▶ Task statement
All that is needed is the line containing "Drop a pin on every instance of the white ceiling" together with each line after it, transcribed exactly to the end of the records.

::: Records

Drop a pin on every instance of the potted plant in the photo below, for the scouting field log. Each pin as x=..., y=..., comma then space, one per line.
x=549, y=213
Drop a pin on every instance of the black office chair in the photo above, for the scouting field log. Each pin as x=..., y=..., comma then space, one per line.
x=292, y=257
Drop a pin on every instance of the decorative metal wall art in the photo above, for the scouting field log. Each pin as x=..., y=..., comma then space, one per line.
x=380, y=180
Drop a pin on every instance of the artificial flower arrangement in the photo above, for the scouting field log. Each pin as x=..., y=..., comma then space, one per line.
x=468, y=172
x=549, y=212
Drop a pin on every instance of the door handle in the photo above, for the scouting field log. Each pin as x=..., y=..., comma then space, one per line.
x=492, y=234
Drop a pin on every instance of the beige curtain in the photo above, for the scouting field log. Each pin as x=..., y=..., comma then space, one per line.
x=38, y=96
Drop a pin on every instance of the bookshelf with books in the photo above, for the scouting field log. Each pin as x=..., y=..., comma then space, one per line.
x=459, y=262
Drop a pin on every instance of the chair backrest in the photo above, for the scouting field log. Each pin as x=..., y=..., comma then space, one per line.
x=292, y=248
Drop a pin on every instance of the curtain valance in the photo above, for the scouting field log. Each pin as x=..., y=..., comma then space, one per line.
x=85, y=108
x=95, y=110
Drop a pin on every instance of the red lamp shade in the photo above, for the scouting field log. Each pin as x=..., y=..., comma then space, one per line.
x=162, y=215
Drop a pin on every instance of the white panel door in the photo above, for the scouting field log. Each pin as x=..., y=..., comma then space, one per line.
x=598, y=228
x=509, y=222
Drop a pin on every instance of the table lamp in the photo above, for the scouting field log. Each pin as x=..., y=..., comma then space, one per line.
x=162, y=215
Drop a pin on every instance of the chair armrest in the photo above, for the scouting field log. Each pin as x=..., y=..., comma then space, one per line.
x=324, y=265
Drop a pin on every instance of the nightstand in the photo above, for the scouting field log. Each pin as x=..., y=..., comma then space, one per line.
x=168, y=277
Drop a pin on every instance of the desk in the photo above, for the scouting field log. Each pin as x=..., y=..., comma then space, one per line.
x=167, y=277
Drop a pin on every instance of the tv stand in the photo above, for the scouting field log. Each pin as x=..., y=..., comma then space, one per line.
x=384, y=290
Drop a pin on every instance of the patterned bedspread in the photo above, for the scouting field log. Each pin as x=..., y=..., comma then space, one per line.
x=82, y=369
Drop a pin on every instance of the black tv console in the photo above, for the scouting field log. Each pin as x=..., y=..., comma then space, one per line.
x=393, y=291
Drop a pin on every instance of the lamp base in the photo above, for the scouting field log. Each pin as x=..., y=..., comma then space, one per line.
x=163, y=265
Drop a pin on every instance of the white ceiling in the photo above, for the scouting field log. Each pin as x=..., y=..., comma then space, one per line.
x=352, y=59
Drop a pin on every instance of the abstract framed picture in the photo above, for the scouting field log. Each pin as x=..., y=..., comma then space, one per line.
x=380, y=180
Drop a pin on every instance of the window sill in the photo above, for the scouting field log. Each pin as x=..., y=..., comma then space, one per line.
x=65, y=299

::::::

▶ Answer to the exercise
Drop a pin on every instance of the white ceiling in the photo above, for the scouting field log. Each pin as x=..., y=..., comma then space, one per line.
x=352, y=59
Drop a pin on every instance of the abstract framed picture in the photo above, for the scouting field log. Each pin as x=..., y=..., comma then space, one per line.
x=380, y=180
Drop a pin on every instance of the window sill in the photo above, for the scouting field log. Each pin as x=..., y=..., comma then space, one per line.
x=65, y=299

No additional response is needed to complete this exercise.